**Provided text:**
+ + +
# Aging Cedar



## Dookie Ray (Apr 9, 2008)

I know this isn't a wood turning question, but I was wondering if anyone has any easy ideas on how to age new cedar planks? I was thinking of building some of those aged cedar ice chests you see around. Thanks

Dook


----------



## bill (May 21, 2004)

weather wood stain or vinegar and some steel wool maybe ferrous sulphate, thinks that's what is used on log cabins to get the aged look


----------



## Robert A. (Jan 8, 2009)

Cedar Pickett fence material should do for what you are wanting to make. Lowes or home Depot should have this material, If you want the grey weathered material look for some one who is replacing there Fence. After Ike there is allot of this aged looking planks available.

RA


----------



## DCW (Aug 3, 2005)

Use old fence boards. If you use new ones just let it sit outside and it will get the weathered look just like a fence. Don't put any sealer on it.
+ + +
**Recorded data:**

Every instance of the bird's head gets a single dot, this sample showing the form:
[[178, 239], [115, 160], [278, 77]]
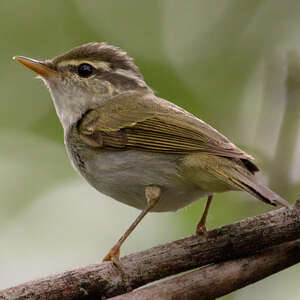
+ + +
**What to work on:** Could you continue the forum thread on aging cedar planks from where it stops?

**Answer to this exercise:**
----------



## biggreen (Feb 23, 2005)

Every one of those I've seen is made of old cedar fencing. If you want to do new wood, sun and water will age it out in a couple months.
later, biggreen


----------



## Bobby (May 21, 2004)

Age, sun, and water has sure aged me.sad_smiles:biggrin:





























Oh I forgot and KIDS:headknock


----------



## bill (May 21, 2004)

DCW said:


> Use old fence boards. If you use new ones just let it sit outside and it will get the weathered look just like a fence. Don't put any sealer on it.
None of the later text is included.